_Your tasks_:
A. Transcribe the passage about the 30fps projector system between "Here’s the deal: we" and "4000 x 2000.", inclusive.
B. Pick up the passage about the 30fps projector system after its last sentence and continue writing it.

_Exercise passage_:

*** Begin section ***

Here’s the deal: we are NOT producing for an NTSC system. The projector system IS in fact 30fps playback. It IS like nothing else you’ll find anywhere through traditional vendors. There are only 30 of these systems currently in existence (although more are coming online every month) and they are rather exotic and spectacular.
It’s important to say also that our source media is also NEITHER NTSC NOR HDTV. Our source media is completely CG. Our frame size is 4000 x 2000.
Now: our discovery. It turns out that FCP 6.x requires a video source married to an audio source for preserving a reliable frame rate if you’re editing at PURE 30fps.

*** End section ***

_Provided records_:
*** Begin section ***

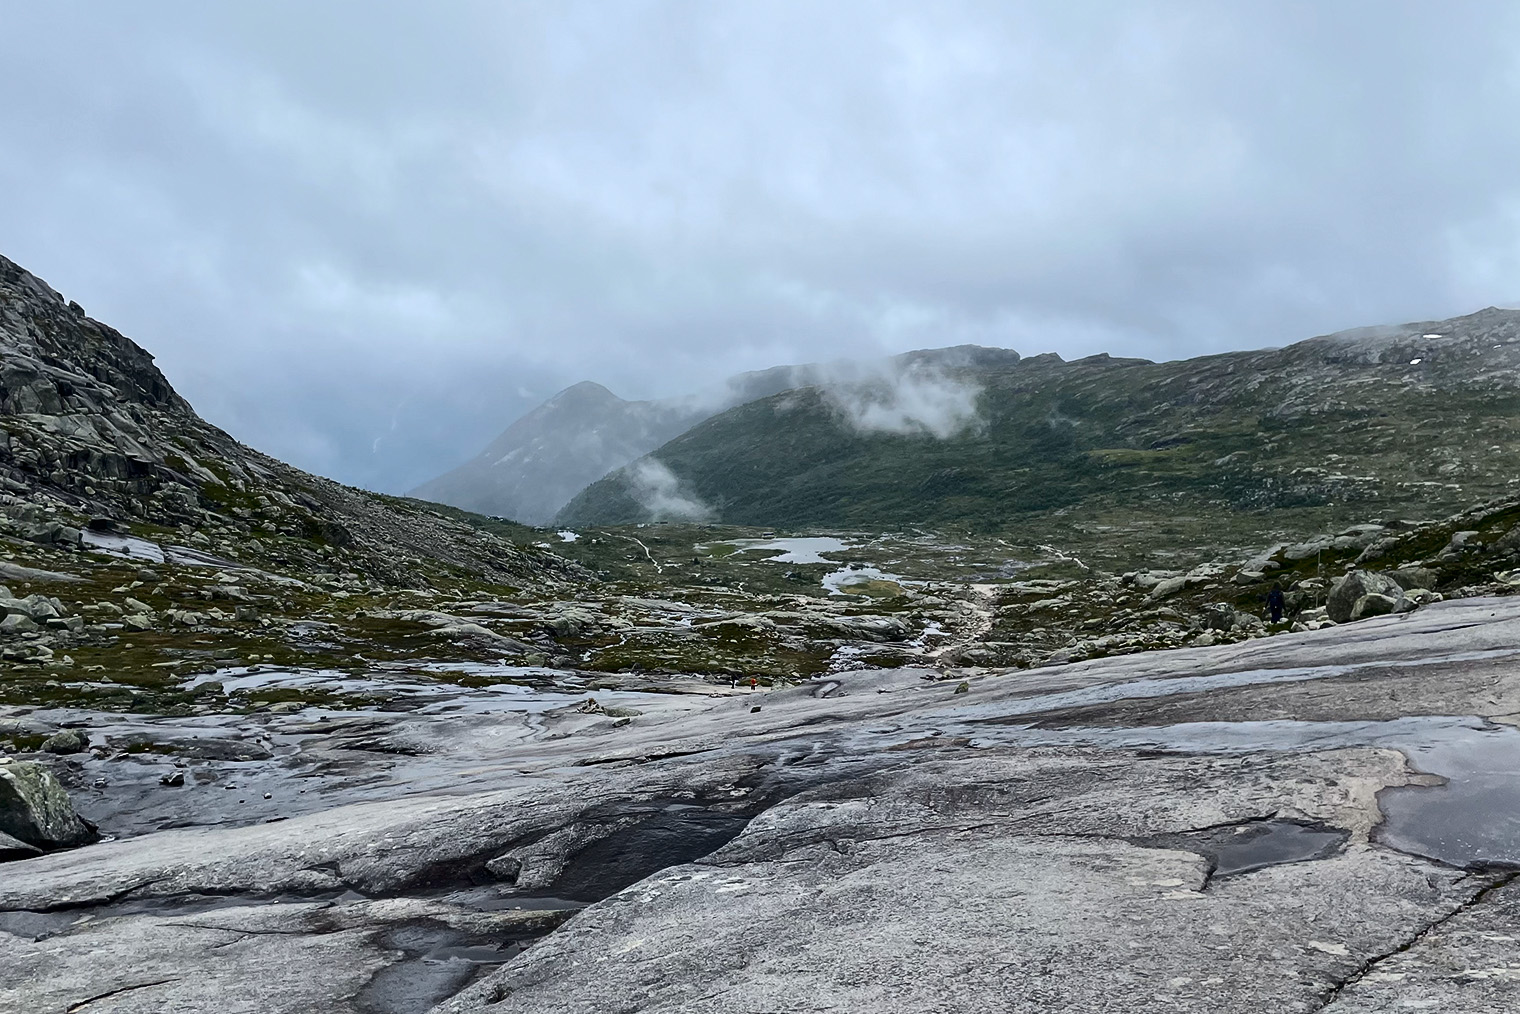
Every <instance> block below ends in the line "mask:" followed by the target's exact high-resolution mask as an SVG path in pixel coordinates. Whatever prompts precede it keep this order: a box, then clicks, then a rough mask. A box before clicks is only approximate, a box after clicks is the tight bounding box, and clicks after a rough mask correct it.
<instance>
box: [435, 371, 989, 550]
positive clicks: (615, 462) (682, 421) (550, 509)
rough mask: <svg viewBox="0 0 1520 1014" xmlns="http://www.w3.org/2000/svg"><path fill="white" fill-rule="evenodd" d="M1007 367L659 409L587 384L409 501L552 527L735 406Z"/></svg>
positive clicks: (813, 373)
mask: <svg viewBox="0 0 1520 1014" xmlns="http://www.w3.org/2000/svg"><path fill="white" fill-rule="evenodd" d="M1009 357H1012V359H1014V360H1017V357H1018V353H1014V351H1009V350H994V348H979V347H971V345H962V347H956V348H945V350H924V351H914V353H904V354H903V356H897V357H892V359H889V360H882V362H838V363H809V365H798V366H775V368H771V369H763V371H755V372H745V374H739V375H736V377H730V379H728V380H727V382H724V383H722V385H720V386H717V388H716V389H711V391H705V392H699V394H692V395H686V397H678V398H666V400H660V401H626V400H623V398H620V397H617V395H616V394H613V392H611V391H608V389H606V388H603V386H602V385H599V383H594V382H590V380H587V382H581V383H578V385H573V386H570V388H565V389H564V391H561V392H559V394H556V395H553V397H552V398H549V400H547V401H544V403H543V404H540V406H538V407H537V409H534V410H532V412H529V414H527V415H524V417H523V418H520V420H517V421H515V423H512V424H511V426H509V427H508V429H506V430H505V432H503V433H502V435H500V436H497V438H496V439H494V441H491V442H489V444H488V445H486V447H485V450H482V452H480V453H479V455H476V456H474V458H473V459H470V461H468V462H465V464H464V465H459V467H458V468H453V470H450V471H447V473H444V474H442V476H439V477H436V479H432V480H430V482H424V483H423V485H420V486H416V488H415V490H412V491H410V494H409V496H413V497H418V499H423V500H433V502H438V503H447V505H450V506H456V508H462V509H467V511H476V512H479V514H489V515H494V517H506V518H511V520H514V521H521V523H526V524H549V523H550V521H553V518H555V515H556V514H558V512H559V509H561V508H564V505H565V503H568V502H570V500H572V499H573V497H575V496H576V494H578V493H579V491H581V490H584V488H585V486H588V485H591V483H593V482H596V480H597V479H600V477H603V476H606V474H608V473H611V471H614V470H617V468H622V467H623V465H626V464H629V462H632V461H635V459H638V458H641V456H644V455H648V453H649V452H652V450H655V448H657V447H660V445H661V444H666V442H669V441H670V439H675V438H676V436H679V435H681V433H684V432H687V430H689V429H692V427H693V426H696V424H699V423H701V421H702V420H707V418H710V417H713V415H716V414H719V412H724V410H727V409H731V407H734V406H739V404H746V403H749V401H754V400H757V398H765V397H769V395H775V394H781V392H786V391H795V389H800V388H807V386H815V385H825V383H828V382H830V380H834V379H850V377H859V375H871V374H872V372H876V371H880V369H883V368H894V369H897V368H914V366H929V365H950V366H964V365H970V363H976V362H988V360H1008V359H1009Z"/></svg>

*** End section ***

_Responses_:
A.
Here’s the deal: we are NOT producing for an NTSC system. The projector system IS in fact 30fps playback. It IS like nothing else you’ll find anywhere through traditional vendors. There are only 30 of these systems currently in existence (although more are coming online every month) and they are rather exotic and spectacular.
It’s important to say also that our source media is also NEITHER NTSC NOR HDTV. Our source media is completely CG. Our frame size is 4000 x 2000.

B.
What we did was export an H264 QT from FCP with embedded sound at a frame rate of 30fps. (It was ACTUALLY 30fps, non-drop. Really.) We then took that QT and brought it into Digital Performer where our composer authored the music and sound. His project settings were 30fps, non-drop. When complete, he exported an AIFF file (48khz, 24-bit, just like our FCP settings). But when we imported it into FCP 6.0.4 (30 fps, non-drop sequence settings) we discovered the AIFF which had matched perfectly in Digital Performer was now visibly shorter in the FCP sequence. On inspection, it was 22 frames shorter. Our original video timeline is 21,346 frames. The newly applied AIFF came in only at 21,324 frames.
When we imported that SAME AIFF into Soundtrack Pro (simply to double check ourselves) the duration showed itself to be precisely the same as the original source FCP sequence. And when we export that file from Soundtrack Pro, there’s no problem with the AIFF file either. It comes out, just like the Digital Performer file, the proper frame count: 21,346. But when we IMPORT that AIFF file into the FCP sequence, the problem crops up. It imports SHORT. It doesn’t matter the source audio application: the audio comes up short when it’s IMPORTED BACK INTO 30fps FCP sequence.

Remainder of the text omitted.